Instructions for the task -> Would you copy out only the lines from the one with "x=219, y=204" to the end of the records, exactly as they stand?

Recorded data ->
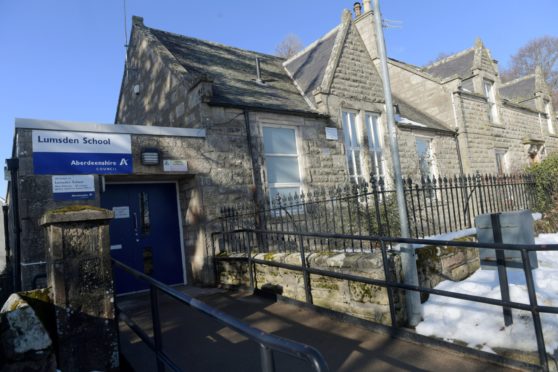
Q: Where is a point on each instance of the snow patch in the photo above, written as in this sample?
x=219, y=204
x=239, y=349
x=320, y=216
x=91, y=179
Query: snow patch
x=482, y=326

The answer ->
x=219, y=204
x=239, y=349
x=320, y=216
x=91, y=179
Query: snow patch
x=482, y=326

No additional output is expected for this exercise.